▶ _Activity_:
Word for word, transcribe the data below from the line with "point_to(query) locates the" to the line with "Query: bp logo sign", keeping both of those lines.

Image-grounded pointing data:

-- Opening Marker --

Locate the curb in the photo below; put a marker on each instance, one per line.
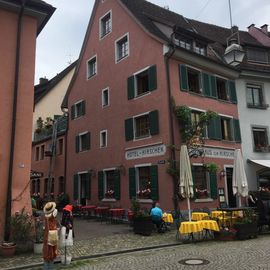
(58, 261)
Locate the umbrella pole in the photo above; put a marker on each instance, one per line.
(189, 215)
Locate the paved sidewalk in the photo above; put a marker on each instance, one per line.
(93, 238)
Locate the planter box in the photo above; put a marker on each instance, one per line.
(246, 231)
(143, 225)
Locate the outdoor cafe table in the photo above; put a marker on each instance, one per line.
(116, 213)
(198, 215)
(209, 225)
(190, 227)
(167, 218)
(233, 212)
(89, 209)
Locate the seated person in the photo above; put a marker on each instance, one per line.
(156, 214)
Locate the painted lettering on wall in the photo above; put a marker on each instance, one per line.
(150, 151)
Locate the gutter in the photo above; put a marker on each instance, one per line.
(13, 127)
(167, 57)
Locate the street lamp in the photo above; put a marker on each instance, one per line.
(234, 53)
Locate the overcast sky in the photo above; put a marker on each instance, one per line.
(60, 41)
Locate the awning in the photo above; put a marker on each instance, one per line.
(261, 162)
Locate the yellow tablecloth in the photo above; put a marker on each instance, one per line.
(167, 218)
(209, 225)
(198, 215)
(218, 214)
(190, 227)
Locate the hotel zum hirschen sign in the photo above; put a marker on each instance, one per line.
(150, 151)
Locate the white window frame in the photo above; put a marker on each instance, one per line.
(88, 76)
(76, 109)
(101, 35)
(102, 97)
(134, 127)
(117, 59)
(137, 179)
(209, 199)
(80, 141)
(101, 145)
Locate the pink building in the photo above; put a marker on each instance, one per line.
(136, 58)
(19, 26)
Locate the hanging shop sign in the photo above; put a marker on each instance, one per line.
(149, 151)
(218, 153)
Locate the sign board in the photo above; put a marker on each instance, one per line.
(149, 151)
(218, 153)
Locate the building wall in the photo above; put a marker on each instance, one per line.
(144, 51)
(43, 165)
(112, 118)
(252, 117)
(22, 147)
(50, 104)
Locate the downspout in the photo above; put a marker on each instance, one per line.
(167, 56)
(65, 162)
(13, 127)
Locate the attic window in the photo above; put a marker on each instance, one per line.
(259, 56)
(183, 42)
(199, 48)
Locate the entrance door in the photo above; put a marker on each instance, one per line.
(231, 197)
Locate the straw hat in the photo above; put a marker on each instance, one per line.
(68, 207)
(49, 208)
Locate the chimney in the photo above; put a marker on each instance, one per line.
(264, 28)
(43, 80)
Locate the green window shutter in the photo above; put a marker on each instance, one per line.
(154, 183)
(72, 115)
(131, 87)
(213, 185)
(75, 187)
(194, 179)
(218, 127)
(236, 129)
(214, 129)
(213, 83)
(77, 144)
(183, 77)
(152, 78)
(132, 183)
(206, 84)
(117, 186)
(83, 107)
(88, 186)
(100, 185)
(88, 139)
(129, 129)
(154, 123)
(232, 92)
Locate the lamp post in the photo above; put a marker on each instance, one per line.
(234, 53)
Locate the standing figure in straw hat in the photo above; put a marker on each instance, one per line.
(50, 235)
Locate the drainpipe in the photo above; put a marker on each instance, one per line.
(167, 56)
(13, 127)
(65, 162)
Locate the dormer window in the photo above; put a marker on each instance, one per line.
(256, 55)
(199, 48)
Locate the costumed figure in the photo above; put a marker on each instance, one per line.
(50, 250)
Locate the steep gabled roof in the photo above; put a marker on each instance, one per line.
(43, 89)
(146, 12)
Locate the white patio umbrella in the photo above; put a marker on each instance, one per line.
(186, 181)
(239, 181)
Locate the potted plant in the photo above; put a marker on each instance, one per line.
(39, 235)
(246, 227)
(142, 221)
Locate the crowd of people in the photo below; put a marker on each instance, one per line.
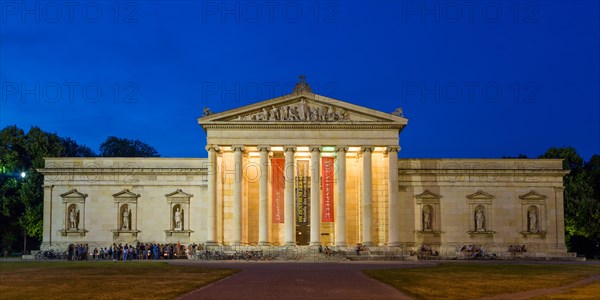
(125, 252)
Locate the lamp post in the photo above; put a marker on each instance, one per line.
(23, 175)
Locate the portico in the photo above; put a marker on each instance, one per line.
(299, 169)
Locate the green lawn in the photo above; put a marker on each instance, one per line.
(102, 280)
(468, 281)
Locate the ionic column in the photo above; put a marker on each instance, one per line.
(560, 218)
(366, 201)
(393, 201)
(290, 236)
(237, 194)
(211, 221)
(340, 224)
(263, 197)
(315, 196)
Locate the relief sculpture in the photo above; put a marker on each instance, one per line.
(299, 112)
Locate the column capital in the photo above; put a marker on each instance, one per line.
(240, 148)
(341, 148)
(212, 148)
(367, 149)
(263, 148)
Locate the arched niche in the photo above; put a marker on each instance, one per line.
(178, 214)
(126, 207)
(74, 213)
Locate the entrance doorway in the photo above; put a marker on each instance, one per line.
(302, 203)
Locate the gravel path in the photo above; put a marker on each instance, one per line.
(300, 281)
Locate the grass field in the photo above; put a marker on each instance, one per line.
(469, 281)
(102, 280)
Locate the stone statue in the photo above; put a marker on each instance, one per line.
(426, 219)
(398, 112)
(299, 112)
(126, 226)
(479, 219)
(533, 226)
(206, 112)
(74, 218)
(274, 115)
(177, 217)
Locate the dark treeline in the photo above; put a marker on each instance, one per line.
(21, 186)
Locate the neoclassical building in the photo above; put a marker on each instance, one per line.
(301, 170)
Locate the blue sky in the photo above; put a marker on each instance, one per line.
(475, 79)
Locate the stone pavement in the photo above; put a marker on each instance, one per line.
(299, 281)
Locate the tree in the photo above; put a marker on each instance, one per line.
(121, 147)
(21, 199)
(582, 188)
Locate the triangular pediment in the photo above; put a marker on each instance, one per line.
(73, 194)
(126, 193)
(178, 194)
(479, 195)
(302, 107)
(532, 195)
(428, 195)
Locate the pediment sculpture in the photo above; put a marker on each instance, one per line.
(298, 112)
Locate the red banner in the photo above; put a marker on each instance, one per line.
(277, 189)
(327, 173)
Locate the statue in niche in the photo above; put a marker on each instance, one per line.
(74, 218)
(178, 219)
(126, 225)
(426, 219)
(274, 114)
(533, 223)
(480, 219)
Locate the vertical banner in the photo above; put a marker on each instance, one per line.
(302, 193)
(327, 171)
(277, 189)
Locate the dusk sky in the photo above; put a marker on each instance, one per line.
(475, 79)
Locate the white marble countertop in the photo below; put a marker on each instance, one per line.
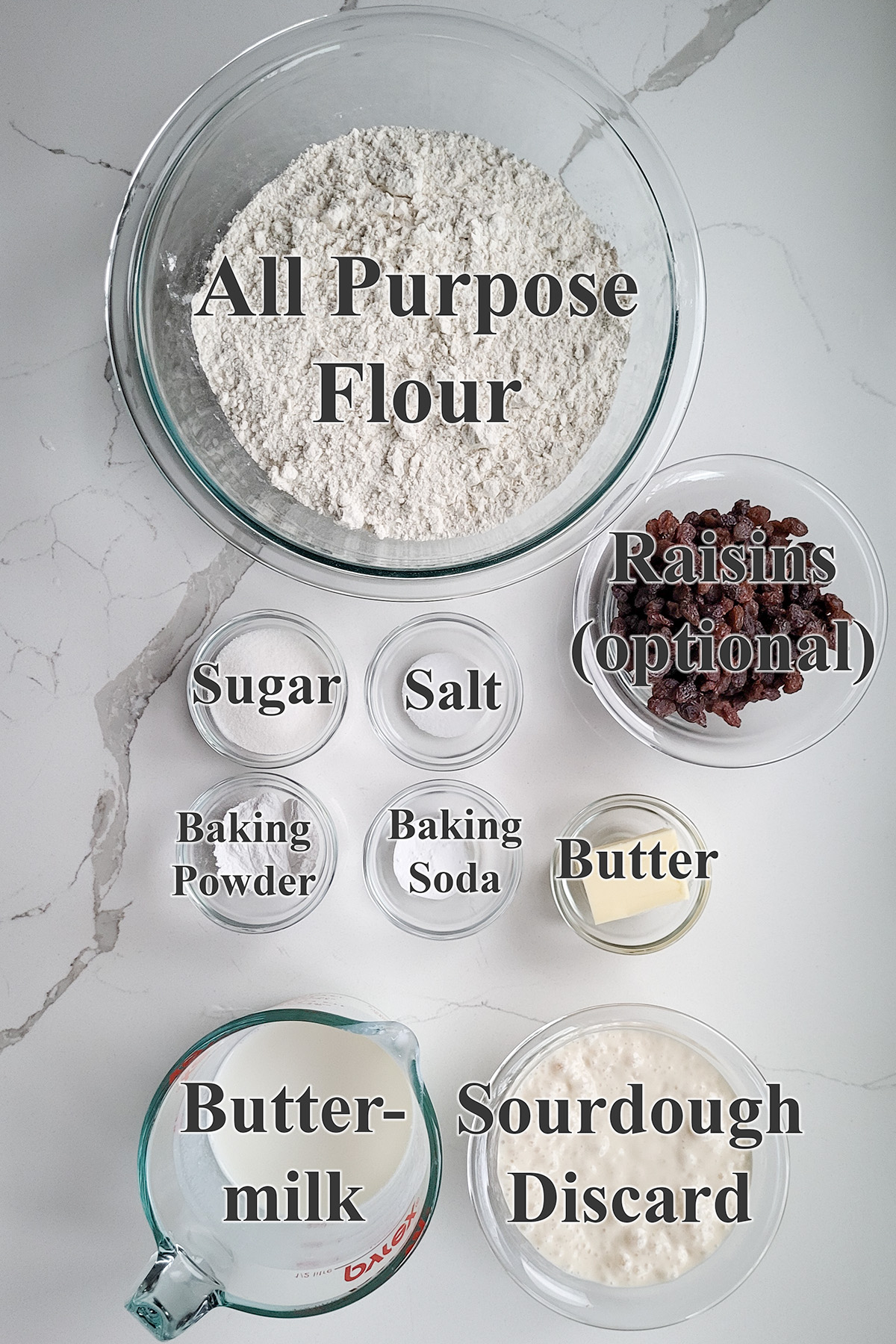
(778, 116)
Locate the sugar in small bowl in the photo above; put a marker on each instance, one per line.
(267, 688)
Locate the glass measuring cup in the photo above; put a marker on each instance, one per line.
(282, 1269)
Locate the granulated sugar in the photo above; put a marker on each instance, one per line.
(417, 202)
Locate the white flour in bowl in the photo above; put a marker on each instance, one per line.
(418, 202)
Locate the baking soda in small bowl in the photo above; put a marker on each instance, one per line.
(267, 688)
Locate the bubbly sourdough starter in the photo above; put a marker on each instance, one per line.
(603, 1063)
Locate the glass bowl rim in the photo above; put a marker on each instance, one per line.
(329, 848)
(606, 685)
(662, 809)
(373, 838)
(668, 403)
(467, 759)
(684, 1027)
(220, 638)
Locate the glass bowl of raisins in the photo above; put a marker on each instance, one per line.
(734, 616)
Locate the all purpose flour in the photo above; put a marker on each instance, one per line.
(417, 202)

-- Closing Marker --
-- Opening Marker --

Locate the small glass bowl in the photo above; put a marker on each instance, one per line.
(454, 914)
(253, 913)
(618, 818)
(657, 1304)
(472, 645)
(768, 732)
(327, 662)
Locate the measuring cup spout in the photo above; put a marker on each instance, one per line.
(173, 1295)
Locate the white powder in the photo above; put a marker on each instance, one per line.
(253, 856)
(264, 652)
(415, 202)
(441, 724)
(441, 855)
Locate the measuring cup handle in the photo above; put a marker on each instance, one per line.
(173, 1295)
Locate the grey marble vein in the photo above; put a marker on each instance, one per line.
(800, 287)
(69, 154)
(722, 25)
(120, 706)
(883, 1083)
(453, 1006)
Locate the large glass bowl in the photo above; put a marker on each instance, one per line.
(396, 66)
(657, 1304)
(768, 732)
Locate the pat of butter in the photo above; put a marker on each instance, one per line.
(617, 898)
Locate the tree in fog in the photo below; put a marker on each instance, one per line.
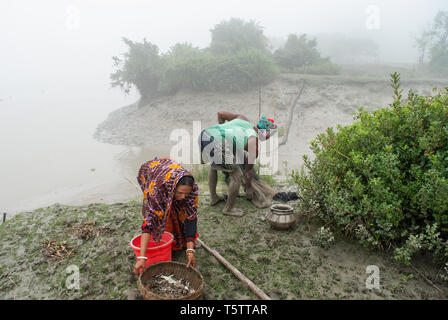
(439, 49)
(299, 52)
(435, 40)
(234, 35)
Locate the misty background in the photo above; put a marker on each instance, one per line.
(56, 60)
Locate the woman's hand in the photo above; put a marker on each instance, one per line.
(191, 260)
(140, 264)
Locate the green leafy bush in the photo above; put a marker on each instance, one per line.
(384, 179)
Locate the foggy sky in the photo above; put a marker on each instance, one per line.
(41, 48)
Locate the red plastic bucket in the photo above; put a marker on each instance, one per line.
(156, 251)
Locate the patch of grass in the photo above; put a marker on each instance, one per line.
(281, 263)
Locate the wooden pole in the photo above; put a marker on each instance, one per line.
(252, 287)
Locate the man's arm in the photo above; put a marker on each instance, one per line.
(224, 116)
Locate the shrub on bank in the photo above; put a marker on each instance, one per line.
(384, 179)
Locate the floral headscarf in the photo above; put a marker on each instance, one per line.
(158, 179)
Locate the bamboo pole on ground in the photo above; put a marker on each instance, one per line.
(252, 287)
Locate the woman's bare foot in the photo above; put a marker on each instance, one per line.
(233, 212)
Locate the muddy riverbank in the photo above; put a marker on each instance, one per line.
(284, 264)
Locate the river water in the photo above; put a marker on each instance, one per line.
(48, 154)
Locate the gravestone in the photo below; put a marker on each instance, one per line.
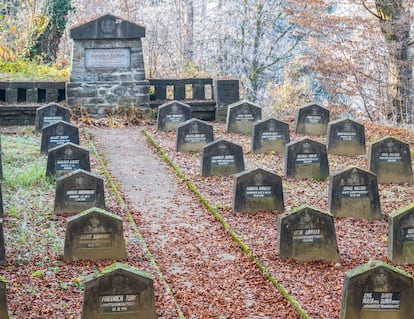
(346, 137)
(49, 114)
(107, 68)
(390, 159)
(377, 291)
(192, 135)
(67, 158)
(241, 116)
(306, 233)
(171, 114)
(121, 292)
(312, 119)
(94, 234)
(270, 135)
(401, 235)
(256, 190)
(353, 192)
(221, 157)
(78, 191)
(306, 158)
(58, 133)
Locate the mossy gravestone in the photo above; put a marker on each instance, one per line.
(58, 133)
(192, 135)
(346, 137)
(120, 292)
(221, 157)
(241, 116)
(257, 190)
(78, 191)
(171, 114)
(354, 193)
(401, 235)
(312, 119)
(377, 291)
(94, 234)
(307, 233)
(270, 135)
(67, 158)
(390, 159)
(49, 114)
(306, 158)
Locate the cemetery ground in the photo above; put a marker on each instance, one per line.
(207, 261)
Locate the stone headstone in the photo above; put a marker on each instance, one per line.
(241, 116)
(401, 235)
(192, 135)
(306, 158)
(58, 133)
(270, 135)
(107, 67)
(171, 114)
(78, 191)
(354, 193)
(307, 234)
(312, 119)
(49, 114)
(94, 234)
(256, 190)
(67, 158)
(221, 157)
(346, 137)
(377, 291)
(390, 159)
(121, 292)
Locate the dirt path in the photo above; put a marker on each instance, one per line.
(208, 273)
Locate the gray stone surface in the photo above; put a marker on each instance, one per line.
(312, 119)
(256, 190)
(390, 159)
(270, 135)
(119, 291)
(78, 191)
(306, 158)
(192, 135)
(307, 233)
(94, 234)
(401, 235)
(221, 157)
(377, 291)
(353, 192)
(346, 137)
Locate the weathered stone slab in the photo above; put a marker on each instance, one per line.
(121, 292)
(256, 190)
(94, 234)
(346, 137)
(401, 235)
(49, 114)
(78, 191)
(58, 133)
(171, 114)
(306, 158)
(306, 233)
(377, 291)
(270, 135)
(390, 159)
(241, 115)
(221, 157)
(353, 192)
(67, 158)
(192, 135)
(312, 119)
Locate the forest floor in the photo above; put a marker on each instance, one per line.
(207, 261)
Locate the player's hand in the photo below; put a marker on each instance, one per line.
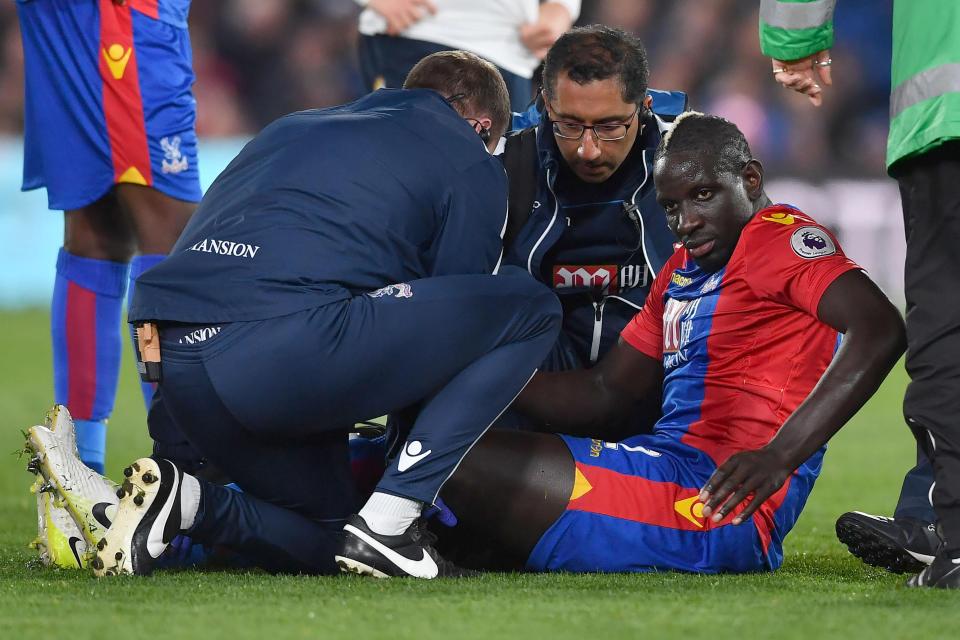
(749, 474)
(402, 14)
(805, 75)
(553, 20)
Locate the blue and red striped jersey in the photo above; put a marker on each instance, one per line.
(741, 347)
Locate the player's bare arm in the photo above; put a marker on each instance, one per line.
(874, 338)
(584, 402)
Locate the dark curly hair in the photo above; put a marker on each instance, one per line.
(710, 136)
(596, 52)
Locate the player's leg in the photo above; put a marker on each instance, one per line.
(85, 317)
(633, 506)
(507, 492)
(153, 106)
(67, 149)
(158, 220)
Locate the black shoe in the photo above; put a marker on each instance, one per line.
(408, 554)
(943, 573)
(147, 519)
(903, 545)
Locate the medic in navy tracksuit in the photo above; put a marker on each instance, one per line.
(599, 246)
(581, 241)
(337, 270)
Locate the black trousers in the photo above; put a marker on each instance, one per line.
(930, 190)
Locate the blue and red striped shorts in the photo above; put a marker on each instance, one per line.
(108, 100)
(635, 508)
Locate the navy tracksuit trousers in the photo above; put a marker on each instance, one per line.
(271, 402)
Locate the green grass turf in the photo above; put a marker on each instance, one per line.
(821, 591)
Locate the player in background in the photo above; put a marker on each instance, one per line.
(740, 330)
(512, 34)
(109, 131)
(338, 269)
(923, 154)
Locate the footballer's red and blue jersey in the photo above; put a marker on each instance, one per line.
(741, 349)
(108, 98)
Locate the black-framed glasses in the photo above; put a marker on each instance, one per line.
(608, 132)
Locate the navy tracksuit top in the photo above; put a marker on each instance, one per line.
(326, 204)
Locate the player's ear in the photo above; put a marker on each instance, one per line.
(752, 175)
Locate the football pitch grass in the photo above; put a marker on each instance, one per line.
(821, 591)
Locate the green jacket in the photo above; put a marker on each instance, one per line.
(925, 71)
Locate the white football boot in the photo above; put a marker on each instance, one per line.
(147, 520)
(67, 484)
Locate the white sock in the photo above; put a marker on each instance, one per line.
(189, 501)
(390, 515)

-- Closing Marker --
-- Opening Marker --

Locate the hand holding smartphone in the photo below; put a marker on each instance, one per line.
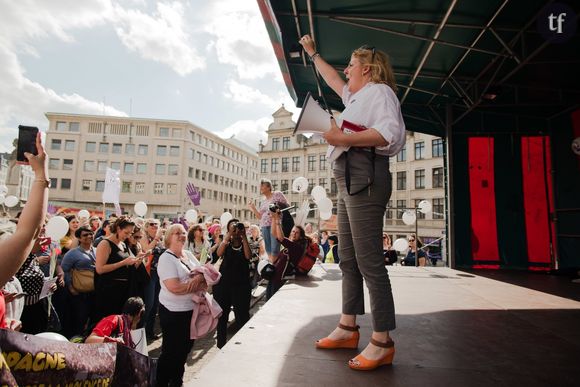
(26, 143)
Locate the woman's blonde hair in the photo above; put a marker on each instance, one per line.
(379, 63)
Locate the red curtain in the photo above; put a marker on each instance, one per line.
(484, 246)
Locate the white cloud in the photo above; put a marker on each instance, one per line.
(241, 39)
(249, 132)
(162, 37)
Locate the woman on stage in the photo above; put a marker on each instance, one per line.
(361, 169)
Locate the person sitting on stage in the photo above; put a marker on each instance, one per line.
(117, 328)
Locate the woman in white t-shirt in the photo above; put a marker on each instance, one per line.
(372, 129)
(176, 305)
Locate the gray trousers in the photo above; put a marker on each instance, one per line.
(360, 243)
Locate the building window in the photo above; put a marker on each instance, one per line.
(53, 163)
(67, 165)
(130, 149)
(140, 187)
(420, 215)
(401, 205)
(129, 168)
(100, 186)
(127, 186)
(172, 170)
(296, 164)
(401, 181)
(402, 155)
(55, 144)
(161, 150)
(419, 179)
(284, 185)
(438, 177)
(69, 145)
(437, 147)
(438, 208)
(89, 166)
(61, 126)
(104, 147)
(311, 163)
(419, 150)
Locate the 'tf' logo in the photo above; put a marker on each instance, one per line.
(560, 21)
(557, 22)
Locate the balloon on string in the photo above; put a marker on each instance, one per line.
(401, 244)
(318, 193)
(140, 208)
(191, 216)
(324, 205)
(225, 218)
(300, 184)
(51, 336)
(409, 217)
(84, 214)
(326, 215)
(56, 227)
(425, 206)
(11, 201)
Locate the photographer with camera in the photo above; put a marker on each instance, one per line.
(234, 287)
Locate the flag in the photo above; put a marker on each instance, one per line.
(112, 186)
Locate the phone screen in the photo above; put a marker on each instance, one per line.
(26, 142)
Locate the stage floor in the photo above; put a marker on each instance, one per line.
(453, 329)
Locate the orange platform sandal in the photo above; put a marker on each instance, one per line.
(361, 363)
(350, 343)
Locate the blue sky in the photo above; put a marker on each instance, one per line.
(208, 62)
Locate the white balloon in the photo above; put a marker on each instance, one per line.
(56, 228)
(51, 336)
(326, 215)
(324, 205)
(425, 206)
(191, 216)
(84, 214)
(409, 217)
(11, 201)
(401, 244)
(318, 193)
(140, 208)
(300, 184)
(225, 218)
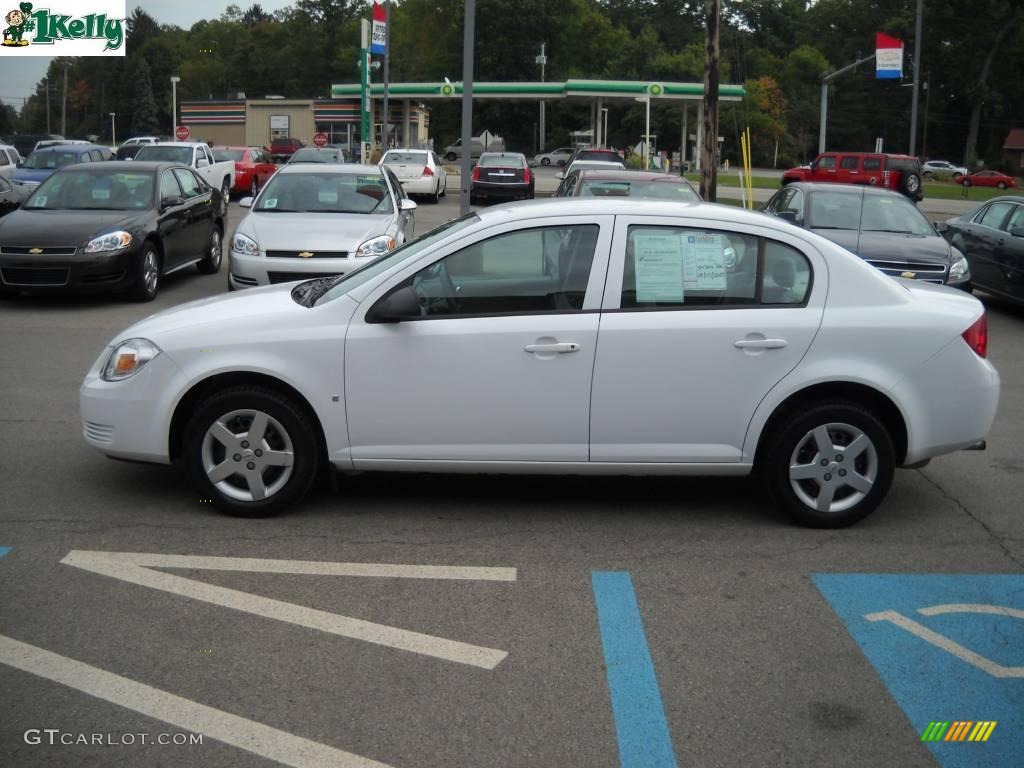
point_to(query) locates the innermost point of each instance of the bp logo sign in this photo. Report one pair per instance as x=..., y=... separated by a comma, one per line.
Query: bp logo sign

-- Closing Marker --

▶ _Exercise answer_:
point_to(query) locates the innermost point of each instance of the bp logo sign in this photo. Report one pair per instance as x=..., y=... separated by a comma, one per line.
Query: bp logo sign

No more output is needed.